*** Opening of TEXT PASSAGE ***

Pakistan recently detained hundreds of parents who refused to vaccinate their children against polio. The country's polio eradication coordinator talks to DW about the detentions and the efforts to eradicate the virus.
The South Asian nation is under immense international pressure to eradicate polio after missing several deadlines. The disease is not only a threat to children in Pakistan but it has also endangered global efforts to end the virus. The country is one of the three places in the world, along with Afghanistan and Nigeria, where polio remains endemic.
Pakistan's previous initiatives to free itself of polio have been a failure due to continued attacks on polio vaccinators by militants, refusal from parents to vaccinate their children, and the country's inability to administer vaccinations to all children.
In a DW interview, Ayesha Raza Farooq, the Pakistan prime minister's focal person for polio eradication, says that the recent detentions in the country's Khyber Pakhtunkhwa province do not reflect polio vaccination enforcement policies at the national level.
DW: How serious has the polio situation in Pakistan become since provincial governments are now detaining parents of children?
Ayesha Raza Farooq: There is no policy to detain anyone for refusing polio vaccines. This clearly is a very local decision by the administration and they may be called upon to answer for the causes (of the arrests). Since health is a provincial subject in Pakistan, the provincial governments are responsible for implementing the polio program and all other health initiatives.
Polio vaccine refusals are consistently declining with figures plummeting to 0.11 percent. However, we continue to impress upon the provincial governments to engage each and every family that refuses vaccines for any reason and to continue doing so through the persuasive means available - which include male and female social mobilizers, religious support persons, and influential community members in order to convert refusals.
The polio situation in Pakistan has seen a major turn-around in the last few months with access regained in the FATA region to over 260,000 children who were hitherto denied vaccination along with marked improvement in campaign quality elsewhere in the country with independently assessed coverage well over 90 percent.
A group of international experts on polio constituted by the World Health Organization - known also as the Technical Advisory Group - met in February this year and reviewed Pakistan's progress towards polio eradication. The body declared Pakistan's progress as encouraging.

*** Close of TEXT PASSAGE ***

- REQUIRED WORK:
**A)** Name every country that the polio article lists as a place where polio remains endemic.
**B)** Write out everything in the polio article from "Pakistan recently detained" down to "eradicate the virus.".

*** Opening of EXTRACTED ENTRIES ***

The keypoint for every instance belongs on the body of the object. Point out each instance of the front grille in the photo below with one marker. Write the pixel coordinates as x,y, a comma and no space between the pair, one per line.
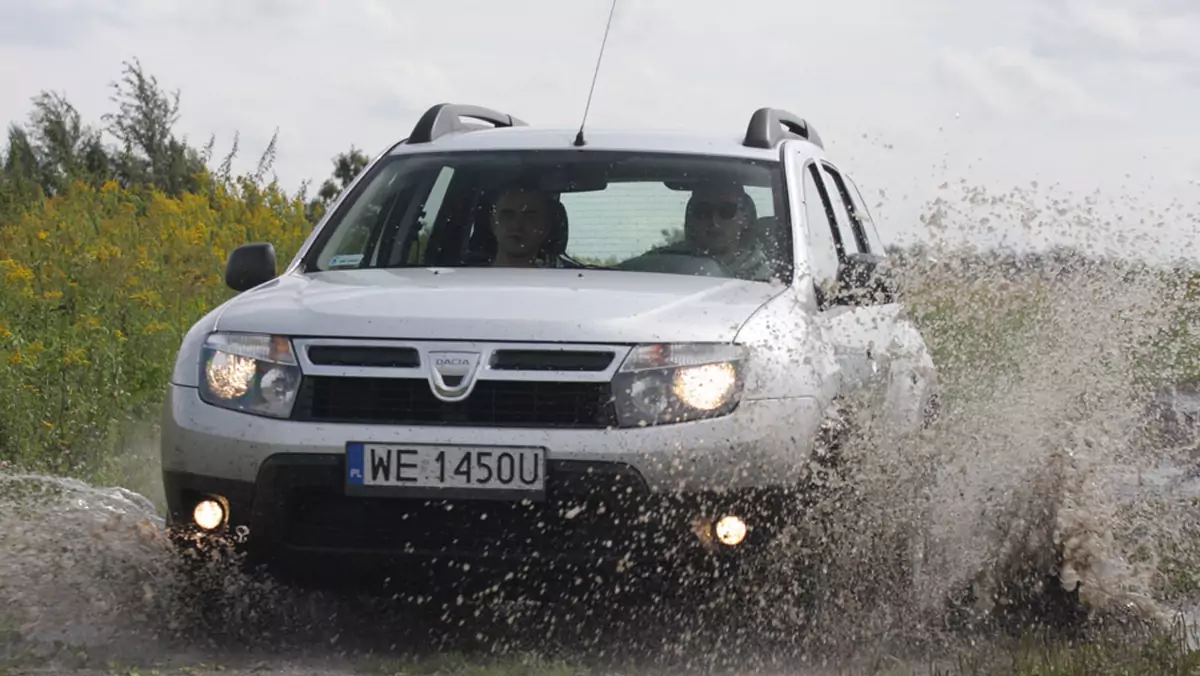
409,401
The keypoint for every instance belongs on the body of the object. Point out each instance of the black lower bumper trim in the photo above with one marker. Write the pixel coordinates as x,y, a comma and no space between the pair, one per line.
594,513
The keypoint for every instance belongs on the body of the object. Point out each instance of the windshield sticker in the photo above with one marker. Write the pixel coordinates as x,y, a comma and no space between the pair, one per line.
346,261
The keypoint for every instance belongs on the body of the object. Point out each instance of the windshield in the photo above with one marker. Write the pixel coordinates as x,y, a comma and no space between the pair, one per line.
659,213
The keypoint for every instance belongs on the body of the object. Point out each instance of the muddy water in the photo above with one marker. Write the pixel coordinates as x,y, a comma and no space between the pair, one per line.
1043,492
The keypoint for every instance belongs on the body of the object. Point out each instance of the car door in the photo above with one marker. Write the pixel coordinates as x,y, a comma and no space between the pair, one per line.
904,375
840,323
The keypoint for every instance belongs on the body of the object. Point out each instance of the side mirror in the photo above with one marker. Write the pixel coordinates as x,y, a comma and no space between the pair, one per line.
250,265
867,279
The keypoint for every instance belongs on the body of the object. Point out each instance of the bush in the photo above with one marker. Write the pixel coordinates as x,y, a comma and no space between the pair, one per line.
100,285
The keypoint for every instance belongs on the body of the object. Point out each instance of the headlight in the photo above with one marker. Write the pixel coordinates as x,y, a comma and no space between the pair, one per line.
256,374
673,383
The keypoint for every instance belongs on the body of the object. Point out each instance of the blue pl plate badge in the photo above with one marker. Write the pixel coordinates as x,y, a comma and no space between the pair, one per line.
354,464
346,261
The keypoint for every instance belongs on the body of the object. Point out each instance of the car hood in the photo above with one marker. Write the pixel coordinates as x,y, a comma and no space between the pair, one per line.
499,305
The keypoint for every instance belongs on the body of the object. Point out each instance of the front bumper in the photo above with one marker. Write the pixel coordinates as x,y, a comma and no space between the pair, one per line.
618,496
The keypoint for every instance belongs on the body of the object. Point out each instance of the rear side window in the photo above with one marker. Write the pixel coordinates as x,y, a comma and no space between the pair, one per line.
864,216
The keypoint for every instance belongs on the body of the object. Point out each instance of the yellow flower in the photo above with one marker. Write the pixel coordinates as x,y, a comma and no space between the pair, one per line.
16,271
75,356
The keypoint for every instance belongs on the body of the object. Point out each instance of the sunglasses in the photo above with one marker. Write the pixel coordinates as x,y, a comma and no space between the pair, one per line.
706,210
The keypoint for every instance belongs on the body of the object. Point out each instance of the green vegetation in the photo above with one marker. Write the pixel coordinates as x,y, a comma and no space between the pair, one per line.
113,241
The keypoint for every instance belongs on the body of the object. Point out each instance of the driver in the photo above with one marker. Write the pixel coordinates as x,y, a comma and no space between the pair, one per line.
719,225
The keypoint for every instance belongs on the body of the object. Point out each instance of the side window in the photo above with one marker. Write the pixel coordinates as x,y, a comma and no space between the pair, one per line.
429,216
864,216
852,239
822,238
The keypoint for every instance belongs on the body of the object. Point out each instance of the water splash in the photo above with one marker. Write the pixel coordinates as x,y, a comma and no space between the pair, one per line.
1043,472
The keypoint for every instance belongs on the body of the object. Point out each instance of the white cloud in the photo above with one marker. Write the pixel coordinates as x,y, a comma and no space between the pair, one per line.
1015,83
871,75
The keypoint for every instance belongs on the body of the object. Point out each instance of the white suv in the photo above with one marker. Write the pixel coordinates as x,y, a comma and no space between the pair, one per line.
533,345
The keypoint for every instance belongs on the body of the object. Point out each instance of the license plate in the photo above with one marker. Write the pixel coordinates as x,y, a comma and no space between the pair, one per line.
445,471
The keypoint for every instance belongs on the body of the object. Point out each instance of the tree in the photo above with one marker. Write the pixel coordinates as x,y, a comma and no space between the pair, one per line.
346,166
149,151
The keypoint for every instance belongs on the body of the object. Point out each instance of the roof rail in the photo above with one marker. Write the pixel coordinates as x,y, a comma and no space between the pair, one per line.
444,118
763,130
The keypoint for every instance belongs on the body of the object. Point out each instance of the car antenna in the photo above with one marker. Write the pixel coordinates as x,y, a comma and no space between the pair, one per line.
579,137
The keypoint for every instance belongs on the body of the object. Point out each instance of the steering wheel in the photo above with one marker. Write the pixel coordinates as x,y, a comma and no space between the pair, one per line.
676,262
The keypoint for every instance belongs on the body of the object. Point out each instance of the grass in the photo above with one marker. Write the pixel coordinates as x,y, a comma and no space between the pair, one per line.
100,285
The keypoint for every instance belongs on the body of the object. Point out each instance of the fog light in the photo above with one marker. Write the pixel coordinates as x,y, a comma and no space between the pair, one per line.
208,514
731,531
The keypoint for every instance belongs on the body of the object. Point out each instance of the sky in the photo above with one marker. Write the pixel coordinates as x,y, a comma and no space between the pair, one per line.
933,106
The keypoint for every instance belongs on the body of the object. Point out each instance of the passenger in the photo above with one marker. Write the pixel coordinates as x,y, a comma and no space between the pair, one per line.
521,222
719,223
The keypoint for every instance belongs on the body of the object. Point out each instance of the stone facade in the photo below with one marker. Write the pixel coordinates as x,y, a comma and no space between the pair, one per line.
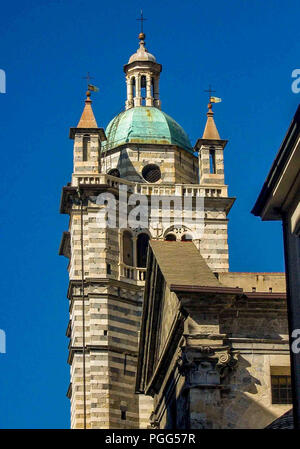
209,352
107,264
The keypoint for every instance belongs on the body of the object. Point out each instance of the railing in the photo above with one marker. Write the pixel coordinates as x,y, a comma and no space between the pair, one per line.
135,274
192,190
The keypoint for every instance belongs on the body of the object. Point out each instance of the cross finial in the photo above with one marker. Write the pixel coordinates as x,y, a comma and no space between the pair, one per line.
142,20
210,90
88,78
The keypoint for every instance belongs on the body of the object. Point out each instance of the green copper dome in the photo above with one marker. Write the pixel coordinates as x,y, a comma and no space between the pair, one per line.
145,124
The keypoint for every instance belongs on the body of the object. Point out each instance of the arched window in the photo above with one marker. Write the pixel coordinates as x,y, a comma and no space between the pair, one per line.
212,161
142,249
85,147
127,248
151,173
114,172
187,237
143,89
133,86
170,238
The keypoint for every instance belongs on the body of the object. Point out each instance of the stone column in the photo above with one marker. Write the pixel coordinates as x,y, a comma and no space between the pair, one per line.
138,98
157,102
129,101
149,98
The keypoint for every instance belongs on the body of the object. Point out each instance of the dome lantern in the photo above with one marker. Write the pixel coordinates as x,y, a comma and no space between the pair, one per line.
142,78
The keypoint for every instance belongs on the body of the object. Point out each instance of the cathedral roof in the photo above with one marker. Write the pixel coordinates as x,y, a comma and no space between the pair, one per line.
173,259
145,124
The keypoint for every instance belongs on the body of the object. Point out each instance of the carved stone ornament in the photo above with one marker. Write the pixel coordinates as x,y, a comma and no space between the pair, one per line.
206,366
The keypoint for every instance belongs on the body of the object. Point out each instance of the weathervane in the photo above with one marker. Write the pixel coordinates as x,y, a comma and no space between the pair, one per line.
211,98
142,20
90,87
210,91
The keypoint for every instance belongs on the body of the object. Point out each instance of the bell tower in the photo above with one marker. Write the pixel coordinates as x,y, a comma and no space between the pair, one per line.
211,152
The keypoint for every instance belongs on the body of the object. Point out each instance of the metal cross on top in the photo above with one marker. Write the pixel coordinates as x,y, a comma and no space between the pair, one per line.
88,78
142,20
210,90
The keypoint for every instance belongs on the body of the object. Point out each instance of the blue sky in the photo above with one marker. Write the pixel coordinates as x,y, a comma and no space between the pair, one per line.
245,49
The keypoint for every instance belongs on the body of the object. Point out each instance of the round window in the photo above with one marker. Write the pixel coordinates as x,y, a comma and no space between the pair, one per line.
114,172
151,173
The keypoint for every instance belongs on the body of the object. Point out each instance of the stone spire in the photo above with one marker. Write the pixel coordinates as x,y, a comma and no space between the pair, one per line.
87,119
210,130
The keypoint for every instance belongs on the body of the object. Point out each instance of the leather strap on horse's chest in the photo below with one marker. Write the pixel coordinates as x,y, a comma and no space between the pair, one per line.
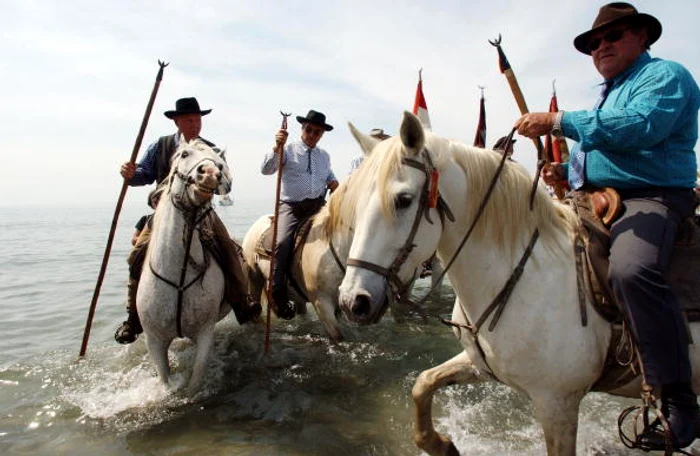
190,228
300,240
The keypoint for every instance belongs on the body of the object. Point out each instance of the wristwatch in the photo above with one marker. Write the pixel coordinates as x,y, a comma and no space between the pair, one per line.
556,128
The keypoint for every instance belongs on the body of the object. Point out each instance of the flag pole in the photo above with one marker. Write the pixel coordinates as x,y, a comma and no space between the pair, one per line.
268,289
117,210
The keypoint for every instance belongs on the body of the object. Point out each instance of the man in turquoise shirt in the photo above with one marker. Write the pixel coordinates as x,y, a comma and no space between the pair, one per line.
639,139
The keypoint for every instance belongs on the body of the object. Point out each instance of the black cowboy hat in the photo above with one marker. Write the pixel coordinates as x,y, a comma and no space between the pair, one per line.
379,134
316,118
501,143
619,13
186,106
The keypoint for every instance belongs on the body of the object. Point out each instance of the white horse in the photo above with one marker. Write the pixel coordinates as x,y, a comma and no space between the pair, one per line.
320,268
181,289
539,345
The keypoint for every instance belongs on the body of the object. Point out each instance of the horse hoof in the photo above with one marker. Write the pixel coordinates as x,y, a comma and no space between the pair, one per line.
125,334
285,311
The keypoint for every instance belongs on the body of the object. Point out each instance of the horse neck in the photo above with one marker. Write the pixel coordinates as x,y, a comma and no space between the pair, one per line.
169,236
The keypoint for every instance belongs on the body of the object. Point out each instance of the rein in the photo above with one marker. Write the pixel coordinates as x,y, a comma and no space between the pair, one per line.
391,273
191,222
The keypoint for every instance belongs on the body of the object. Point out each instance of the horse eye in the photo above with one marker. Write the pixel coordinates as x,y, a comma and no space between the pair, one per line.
403,200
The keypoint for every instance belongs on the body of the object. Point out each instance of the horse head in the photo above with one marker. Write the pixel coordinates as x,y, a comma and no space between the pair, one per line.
385,254
198,172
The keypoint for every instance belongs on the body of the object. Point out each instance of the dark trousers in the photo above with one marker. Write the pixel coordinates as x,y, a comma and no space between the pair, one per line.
291,214
641,244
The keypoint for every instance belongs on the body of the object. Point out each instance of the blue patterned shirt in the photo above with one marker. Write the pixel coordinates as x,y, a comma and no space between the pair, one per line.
305,175
146,168
645,133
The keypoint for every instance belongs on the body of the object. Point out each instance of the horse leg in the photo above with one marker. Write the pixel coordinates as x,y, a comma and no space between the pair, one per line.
158,349
204,341
456,370
558,416
326,313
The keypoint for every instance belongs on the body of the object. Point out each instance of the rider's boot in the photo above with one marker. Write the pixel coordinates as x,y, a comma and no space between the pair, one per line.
680,407
129,331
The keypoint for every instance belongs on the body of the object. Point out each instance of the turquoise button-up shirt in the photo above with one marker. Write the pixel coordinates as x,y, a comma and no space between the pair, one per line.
645,133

*** Close of EXTRACTED ENTRIES ***

- SOLUTIONS PER TASK:
**A)** Pakistan, Afghanistan, Nigeria

**B)**
Pakistan recently detained hundreds of parents who refused to vaccinate their children against polio. The country's polio eradication coordinator talks to DW about the detentions and the efforts to eradicate the virus.